(AVAILABLE DATA):

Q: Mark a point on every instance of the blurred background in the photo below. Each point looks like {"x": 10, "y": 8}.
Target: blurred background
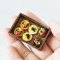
{"x": 46, "y": 10}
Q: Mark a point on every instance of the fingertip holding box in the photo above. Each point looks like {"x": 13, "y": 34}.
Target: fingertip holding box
{"x": 30, "y": 31}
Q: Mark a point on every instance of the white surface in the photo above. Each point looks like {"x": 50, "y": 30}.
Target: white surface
{"x": 47, "y": 10}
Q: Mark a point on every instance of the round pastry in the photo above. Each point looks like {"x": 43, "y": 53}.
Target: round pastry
{"x": 42, "y": 31}
{"x": 18, "y": 31}
{"x": 27, "y": 37}
{"x": 33, "y": 29}
{"x": 25, "y": 24}
{"x": 37, "y": 42}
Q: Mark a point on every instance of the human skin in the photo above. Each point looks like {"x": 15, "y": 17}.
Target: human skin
{"x": 50, "y": 51}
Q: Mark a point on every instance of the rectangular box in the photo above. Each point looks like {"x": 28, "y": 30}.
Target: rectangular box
{"x": 30, "y": 31}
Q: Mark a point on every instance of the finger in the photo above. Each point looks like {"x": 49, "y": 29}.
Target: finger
{"x": 13, "y": 54}
{"x": 24, "y": 52}
{"x": 54, "y": 40}
{"x": 55, "y": 55}
{"x": 45, "y": 52}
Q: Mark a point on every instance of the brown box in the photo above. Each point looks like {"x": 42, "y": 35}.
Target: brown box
{"x": 31, "y": 31}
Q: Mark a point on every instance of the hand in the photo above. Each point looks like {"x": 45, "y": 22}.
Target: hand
{"x": 50, "y": 51}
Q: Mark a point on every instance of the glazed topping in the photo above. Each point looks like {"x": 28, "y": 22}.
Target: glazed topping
{"x": 18, "y": 31}
{"x": 42, "y": 31}
{"x": 33, "y": 29}
{"x": 37, "y": 43}
{"x": 28, "y": 36}
{"x": 25, "y": 24}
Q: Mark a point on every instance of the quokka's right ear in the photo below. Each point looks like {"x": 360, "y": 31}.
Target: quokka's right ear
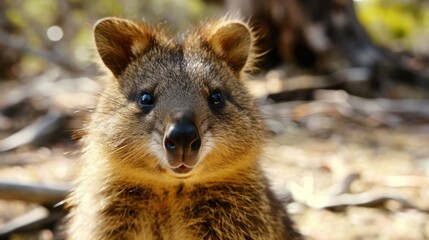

(THE TASK): Rewrite the whole listing above, changing each "photo" to "image" and leaving everything else as it is. Leave the pictures out.

(SOLUTION FOR THIS PROBLEM):
Q: Mark a point on every instance of the blurred background in the image below. Each point looks like {"x": 10, "y": 8}.
Target: blurred background
{"x": 46, "y": 10}
Q: Mark a point on every instance of the fingertip holding box in the image above. Each point looks like {"x": 13, "y": 34}.
Target: fingertip holding box
{"x": 30, "y": 31}
Q: Mark a point on every instance of the white surface in the image above. Each point looks like {"x": 50, "y": 30}.
Target: white surface
{"x": 47, "y": 10}
Q: Mark a point on every instance of the round pastry in the image above. Each point looks like {"x": 43, "y": 53}.
Target: round pastry
{"x": 42, "y": 31}
{"x": 18, "y": 31}
{"x": 27, "y": 37}
{"x": 33, "y": 29}
{"x": 25, "y": 24}
{"x": 37, "y": 42}
Q: Mark a point on every instance of the human skin in the image above. Each point looks like {"x": 15, "y": 17}.
Target: human skin
{"x": 50, "y": 51}
Q: Mark a point on every instance of the rectangular box in the image above. Each point looks like {"x": 28, "y": 30}.
Target: rectangular box
{"x": 30, "y": 31}
Q: Mark a point on every instance of the finger in the image above. Each point looks like {"x": 49, "y": 29}.
Target: finger
{"x": 13, "y": 54}
{"x": 24, "y": 52}
{"x": 54, "y": 40}
{"x": 55, "y": 55}
{"x": 45, "y": 52}
Q: Mark a point on every instance of the brown box in the image above. Each point looks like {"x": 42, "y": 35}.
Target: brown box
{"x": 31, "y": 31}
Q: Mark a point on every instance of the hand in the image above. Each point looks like {"x": 45, "y": 22}.
Target: hand
{"x": 50, "y": 51}
Q: Mark a point on every instance of the glazed topping in the image above. Each point looks like {"x": 28, "y": 22}.
Target: glazed topping
{"x": 18, "y": 31}
{"x": 42, "y": 31}
{"x": 33, "y": 29}
{"x": 37, "y": 43}
{"x": 28, "y": 36}
{"x": 25, "y": 24}
Q: Mark a point on every instance of the quokka's right ear in the image below. Each point looks like {"x": 360, "y": 31}.
Target: quokka's right ear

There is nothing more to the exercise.